This is a dire prediction, but one whose consequences will not fall upon society evenly. A close look at the data reveals a surprising pattern: The jobs performed primarily by women are relatively safe, while those typically performed by men are at risk.

[M]any common professions exhibit a high degree of gender bias. For instance, of the 3 million truck drivers in the U.S., more than 95 percent are men; of the nearly 3 million secretaries and administrative assistants, more than 95 percent are women. Autonomous vehicles are a not-too-distant possibility, and when they arrive, those drivers’ jobs will evaporate; office-support workers suffer no such imminent threat.

This pattern holds for many of the most gender-biased occupations. Men hold 97 percent of the 2.5 million U.S. construction and carpentry jobs. The Oxford study estimates that these male workers stand more than a 70 percent chance of being replaced by robotic workers. By contrast, women hold 93 percent of the registered nurse positions. Their risk of obsolescence is vanishingly small: .009 percent.

* Material provided:
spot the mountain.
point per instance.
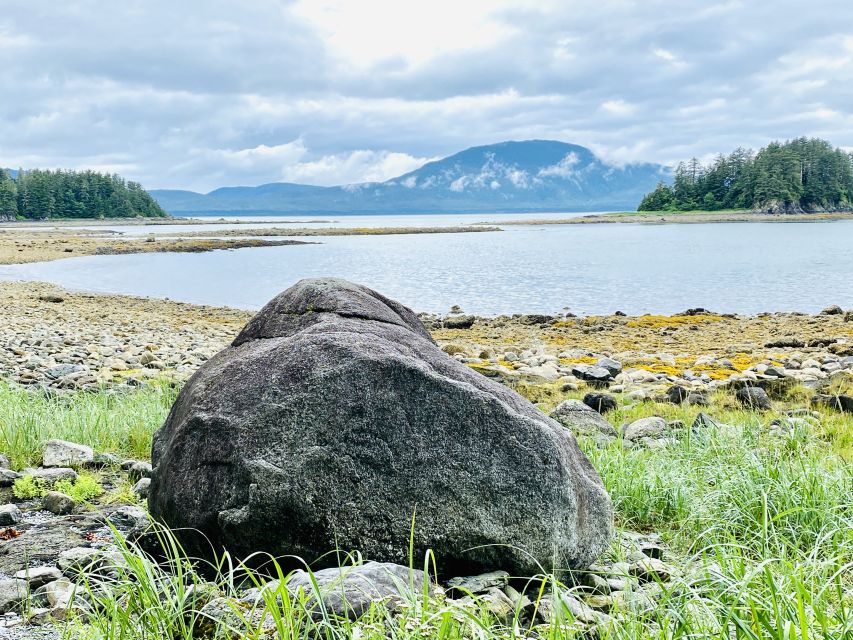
(532, 175)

* Problems and tasks:
1. In the passage on automation and gendered jobs, which occupations come with a figure for the share of men or women who hold them, and what is that figure for each?
2. Can you turn the paragraph beginning "[M]any common professions" in the passage on automation and gendered jobs into a short bulleted list that keeps its main facts?
3. Pick up the passage on automation and gendered jobs after its last sentence and continue it.

* Responses per task:
1.
- Truck drivers: more than 95 percent men
- Secretaries and administrative assistants: more than 95 percent women
- Construction and carpentry jobs: 97 percent men
- Registered nurses: 93 percent women

2.
- Many common professions show strong gender bias.
- Truck drivers: about 3 million in the U.S., more than 95 percent men.
- Secretaries and administrative assistants: nearly 3 million, more than 95 percent women.
- Autonomous vehicles are not far off and will wipe out truck drivers' jobs.
- Office-support workers face no such imminent threat.

3.
What is causing this pattern? The skills exhibited by the coming wave of intelligent machines are better suited to occupations currently dominated by men. Many of the jobs held by men involve perception and manipulation, often in conjunction with physical exertion, such as swinging a hammer or trimming trees. The latest mobile robots combine advanced-sensory systems with dexterous manipulators to successfully perform these sorts of tasks.

Other, more cerebral male-dominated professions[-]such as commodity traders-are being outdone by increasingly sophisticated machine-learning programs capable of quickly teasing subtle patterns out of large volumes of data.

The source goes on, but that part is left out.